(Region labeling records)

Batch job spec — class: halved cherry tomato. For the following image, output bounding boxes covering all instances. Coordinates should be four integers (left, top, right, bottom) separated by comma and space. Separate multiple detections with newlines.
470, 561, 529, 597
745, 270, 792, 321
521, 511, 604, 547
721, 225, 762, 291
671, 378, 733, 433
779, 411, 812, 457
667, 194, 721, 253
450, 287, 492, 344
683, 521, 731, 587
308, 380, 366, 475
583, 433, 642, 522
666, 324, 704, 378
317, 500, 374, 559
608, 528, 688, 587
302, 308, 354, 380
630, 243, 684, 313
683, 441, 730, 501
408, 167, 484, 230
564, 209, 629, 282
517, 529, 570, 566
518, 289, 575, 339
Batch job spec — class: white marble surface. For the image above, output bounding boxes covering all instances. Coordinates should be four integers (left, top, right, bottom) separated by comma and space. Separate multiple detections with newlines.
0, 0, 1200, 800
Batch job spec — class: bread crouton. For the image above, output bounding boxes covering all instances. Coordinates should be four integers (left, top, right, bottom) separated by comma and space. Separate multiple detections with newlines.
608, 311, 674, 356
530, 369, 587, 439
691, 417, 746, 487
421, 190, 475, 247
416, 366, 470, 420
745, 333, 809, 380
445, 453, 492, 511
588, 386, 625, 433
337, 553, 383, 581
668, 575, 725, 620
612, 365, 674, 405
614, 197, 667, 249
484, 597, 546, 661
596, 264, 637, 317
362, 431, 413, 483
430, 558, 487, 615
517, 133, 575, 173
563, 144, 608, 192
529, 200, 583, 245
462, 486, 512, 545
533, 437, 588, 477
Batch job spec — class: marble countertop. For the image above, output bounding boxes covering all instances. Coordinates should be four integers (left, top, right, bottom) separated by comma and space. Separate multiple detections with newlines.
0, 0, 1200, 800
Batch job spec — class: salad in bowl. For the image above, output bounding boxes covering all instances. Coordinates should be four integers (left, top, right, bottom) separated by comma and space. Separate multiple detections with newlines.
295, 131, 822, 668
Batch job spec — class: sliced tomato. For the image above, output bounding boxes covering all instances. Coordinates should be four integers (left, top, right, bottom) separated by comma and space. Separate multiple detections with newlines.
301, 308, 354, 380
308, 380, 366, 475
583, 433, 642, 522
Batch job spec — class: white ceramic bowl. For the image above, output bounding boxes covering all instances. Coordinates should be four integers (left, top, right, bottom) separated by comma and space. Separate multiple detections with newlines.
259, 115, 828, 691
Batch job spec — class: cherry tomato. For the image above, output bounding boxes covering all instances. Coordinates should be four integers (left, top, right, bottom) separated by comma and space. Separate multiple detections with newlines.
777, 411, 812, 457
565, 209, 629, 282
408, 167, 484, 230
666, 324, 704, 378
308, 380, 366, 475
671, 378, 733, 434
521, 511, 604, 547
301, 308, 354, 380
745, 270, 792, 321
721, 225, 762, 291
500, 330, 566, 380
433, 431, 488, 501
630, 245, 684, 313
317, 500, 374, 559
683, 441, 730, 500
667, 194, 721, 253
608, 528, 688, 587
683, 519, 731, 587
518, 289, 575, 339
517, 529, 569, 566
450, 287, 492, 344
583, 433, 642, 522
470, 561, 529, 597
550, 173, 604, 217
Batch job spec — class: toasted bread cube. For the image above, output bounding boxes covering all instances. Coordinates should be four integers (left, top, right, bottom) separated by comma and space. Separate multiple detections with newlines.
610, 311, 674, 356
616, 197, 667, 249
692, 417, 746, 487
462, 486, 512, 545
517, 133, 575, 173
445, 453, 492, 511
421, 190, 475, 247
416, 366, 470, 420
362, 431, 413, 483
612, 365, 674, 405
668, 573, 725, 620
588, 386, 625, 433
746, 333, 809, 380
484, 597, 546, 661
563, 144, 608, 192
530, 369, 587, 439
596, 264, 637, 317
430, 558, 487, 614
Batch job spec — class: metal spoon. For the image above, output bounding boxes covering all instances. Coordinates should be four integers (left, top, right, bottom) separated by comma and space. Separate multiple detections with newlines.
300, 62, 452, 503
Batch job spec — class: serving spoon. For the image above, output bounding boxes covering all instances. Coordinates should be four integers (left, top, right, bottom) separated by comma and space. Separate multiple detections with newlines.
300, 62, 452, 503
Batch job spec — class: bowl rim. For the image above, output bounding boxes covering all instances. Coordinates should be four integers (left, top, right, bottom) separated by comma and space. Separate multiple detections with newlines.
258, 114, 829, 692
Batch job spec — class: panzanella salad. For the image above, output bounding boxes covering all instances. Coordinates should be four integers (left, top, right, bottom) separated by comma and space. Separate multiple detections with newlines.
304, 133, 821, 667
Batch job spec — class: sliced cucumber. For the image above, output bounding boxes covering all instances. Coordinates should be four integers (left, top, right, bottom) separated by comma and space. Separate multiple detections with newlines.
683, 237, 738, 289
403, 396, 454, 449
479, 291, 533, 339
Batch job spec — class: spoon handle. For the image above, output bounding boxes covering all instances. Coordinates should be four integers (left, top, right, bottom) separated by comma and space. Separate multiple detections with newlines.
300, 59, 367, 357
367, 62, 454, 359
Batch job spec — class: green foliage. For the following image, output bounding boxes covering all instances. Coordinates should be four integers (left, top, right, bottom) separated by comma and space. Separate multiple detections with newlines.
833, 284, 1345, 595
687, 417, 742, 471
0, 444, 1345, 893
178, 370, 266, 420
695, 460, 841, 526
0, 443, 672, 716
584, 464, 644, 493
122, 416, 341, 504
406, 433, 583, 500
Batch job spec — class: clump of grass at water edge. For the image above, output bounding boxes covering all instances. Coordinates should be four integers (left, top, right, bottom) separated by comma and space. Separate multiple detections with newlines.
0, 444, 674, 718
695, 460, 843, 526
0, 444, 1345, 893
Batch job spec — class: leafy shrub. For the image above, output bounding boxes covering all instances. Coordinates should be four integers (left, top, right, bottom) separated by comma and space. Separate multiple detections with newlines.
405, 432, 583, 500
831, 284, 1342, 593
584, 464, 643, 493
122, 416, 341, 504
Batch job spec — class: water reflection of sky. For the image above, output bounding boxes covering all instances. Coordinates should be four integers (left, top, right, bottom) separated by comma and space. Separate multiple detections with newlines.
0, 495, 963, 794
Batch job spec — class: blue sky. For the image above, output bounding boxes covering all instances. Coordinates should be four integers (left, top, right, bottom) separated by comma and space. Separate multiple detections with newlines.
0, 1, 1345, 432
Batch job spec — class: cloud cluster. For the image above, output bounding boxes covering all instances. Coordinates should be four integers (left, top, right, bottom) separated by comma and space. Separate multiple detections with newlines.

● **Task prompt**
Every record above should be copied exactly.

● **In response**
Batch job spec — class: halved cherry tomato. For the following image, output bounding boxes covering all instances. Coordinates should be four integers (left, top, right, bottom) separated by comma and space. Separate multiple detections with newlines.
470, 561, 529, 597
745, 270, 792, 321
521, 511, 604, 547
721, 225, 762, 291
671, 378, 733, 433
779, 411, 812, 457
667, 194, 721, 253
450, 287, 492, 344
683, 521, 731, 587
308, 380, 366, 475
583, 433, 642, 522
666, 324, 704, 378
317, 500, 374, 559
608, 528, 688, 587
302, 308, 354, 380
630, 243, 684, 313
683, 441, 730, 501
408, 167, 484, 230
564, 209, 629, 282
517, 529, 570, 566
518, 289, 575, 339
Batch job spec — class: white marble surface. For the image above, output bounding boxes covering all instances. Coordinates should be four integers (left, top, right, bottom) separated by comma and space. Separate multiple detections with newlines.
0, 0, 1200, 800
Batch job spec — class: bread crouton. For the image above, output bounding boxes covering all instances. Coordinates should be four integers (left, top, right, bottom) separated by comma and space. Separate multiple detections with newlines.
608, 311, 674, 356
530, 369, 587, 439
691, 417, 746, 487
421, 190, 475, 247
416, 366, 470, 420
745, 333, 809, 380
445, 453, 492, 511
588, 386, 625, 433
337, 553, 383, 581
668, 575, 725, 620
612, 365, 674, 405
614, 197, 667, 249
484, 597, 546, 661
596, 264, 637, 317
362, 431, 413, 483
430, 558, 487, 615
517, 133, 575, 173
563, 144, 608, 192
529, 200, 583, 245
462, 486, 512, 545
533, 437, 588, 477
Batch job spec — class: marble countertop. For the image above, output bounding boxes covering all instances. Coordinates should be four integers (left, top, right, bottom) separated by comma and space. Separate multiple detections with newlines.
0, 0, 1200, 800
Batch job spec — class: salad in bowl. For the image above, output bounding boxes covering all instances. Coordinates should be four integers (left, top, right, bottom) separated by comma and space. Separate multiple detections with newlines.
295, 131, 822, 668
Batch job spec — class: sliced tomato. For the image above, output bounding boxes covering all instances. Coordinates should be four integers (left, top, right, bottom) separated by comma and space. Separate multiple detections with newlines.
301, 308, 354, 380
308, 380, 366, 475
583, 433, 642, 522
Batch job spec — class: white ceramic bowl. For the image above, output bounding boxes covering all instances. Coordinates should be four integers (left, top, right, bottom) separated by comma and space. Separate multiple detections with newlines.
259, 115, 828, 691
Batch job spec — class: cherry tomato. For the image above, output bounding boxes covering all instances. Coordinates should be four integers (left, top, right, bottom) separated by comma and space. Separate multiple detections with newlines.
777, 411, 812, 457
565, 209, 629, 282
408, 167, 484, 230
666, 324, 704, 378
308, 380, 366, 475
671, 378, 733, 434
521, 511, 604, 547
301, 308, 354, 380
745, 270, 792, 321
721, 225, 762, 291
500, 330, 566, 380
433, 431, 488, 501
630, 245, 684, 313
317, 500, 374, 559
683, 441, 730, 500
667, 194, 721, 253
608, 528, 688, 587
683, 519, 731, 587
518, 289, 575, 339
517, 529, 569, 566
450, 287, 492, 344
583, 433, 642, 522
470, 561, 529, 597
550, 173, 604, 217
Batch job spec — class: toasted bread cube. For the image above, output bounding boxes covering all instances. Coordinates should be four integers (left, top, right, bottom) separated by comma and space. Separate multiple detections with newlines.
610, 311, 674, 356
616, 197, 667, 249
692, 417, 746, 487
462, 486, 512, 545
517, 133, 575, 173
445, 453, 492, 511
421, 190, 475, 247
416, 366, 470, 420
362, 431, 413, 483
612, 365, 674, 405
668, 573, 725, 620
588, 386, 625, 433
746, 333, 809, 380
484, 597, 546, 661
563, 144, 608, 192
530, 369, 587, 439
596, 264, 637, 317
430, 558, 487, 614
Batch job spec — class: metal spoon. For the image above, output bounding boxes covering all instances. Coordinates should be four integers (left, top, right, bottom) separated by comma and space. Separate multiple detections with newlines.
300, 62, 452, 503
Batch job spec — class: serving spoon. For the image above, output bounding boxes covering all instances. Coordinates should be four integers (left, top, right, bottom) separated by comma and space. Separate multiple detections with newlines.
300, 62, 452, 503
Batch job spec — class: bowl rim. For the image above, output bounding boxes covering all instances. Coordinates should be four integers (left, top, right, bottom) separated by comma and space. Separate multiple detections with newlines.
258, 114, 829, 692
Batch job spec — class: panzanella salad. For the image above, output bounding boxes covering all instances. Coordinates should be four integers (left, top, right, bottom) separated by comma and space. Separate multiple detections with newlines.
304, 133, 821, 667
Batch job spec — class: sliced cucumber. For the image above, output bounding boxes covering all instances. Coordinates should be four integers (left, top, right, bottom) separated by comma and space. Separate multiple detections with newlines.
683, 237, 738, 289
403, 396, 454, 449
479, 291, 533, 339
Batch job spec — class: spoon handle. For the image above, output bounding boxes covering all instances. Coordinates should be four integers (left, top, right, bottom) separated by comma and space. Separate multiple detections with newlines.
300, 59, 367, 357
367, 62, 454, 359
Batch job spec — class: green foliage. For the following image, output bounding boxes covering all instances. Coordinates should be four integers (left, top, right, bottom) separated by comma and space. Separate multiple detections with newlines.
833, 284, 1345, 595
687, 417, 742, 471
0, 444, 1345, 893
178, 370, 266, 420
695, 460, 841, 526
0, 443, 672, 716
584, 464, 644, 493
122, 416, 341, 504
406, 433, 583, 500
Batch job spec — class: clump of grass at water edge. For the image above, output bounding boxes covering all instances. Coordinates should be four integers (left, top, right, bottom) separated by comma and space. Separate multiple detections with newlines.
0, 444, 674, 718
695, 460, 843, 526
0, 444, 1345, 893
Batch job spec — class: leafy shrub. For the image above, output bounding boxes covering all instances. Coordinates should be four integers (left, top, right, bottom) separated by comma and space. Separate multiple detections with newlines.
405, 432, 583, 500
831, 284, 1342, 593
584, 464, 643, 493
122, 416, 341, 504
Batch job spec — class: water reflection of sky. For the image above, output bounding boxes covering all instances. Coordinates should be four integers (left, top, right, bottom) separated by comma and space. Separate multiple detections with newlines.
0, 495, 963, 794
Batch job spec — class: blue sky. For the image above, output bounding boxes covering all instances. Coordinates should be four integers (left, top, right, bottom) separated by comma and space. Separate multiple detections with newlines.
0, 1, 1345, 432
Batch job spec — class: cloud cluster. For the image above, output bounding boxes covering all instances. Coordinates should be four integers (left, top, right, bottom) separated by comma and space. Separate multiple detections with newlines.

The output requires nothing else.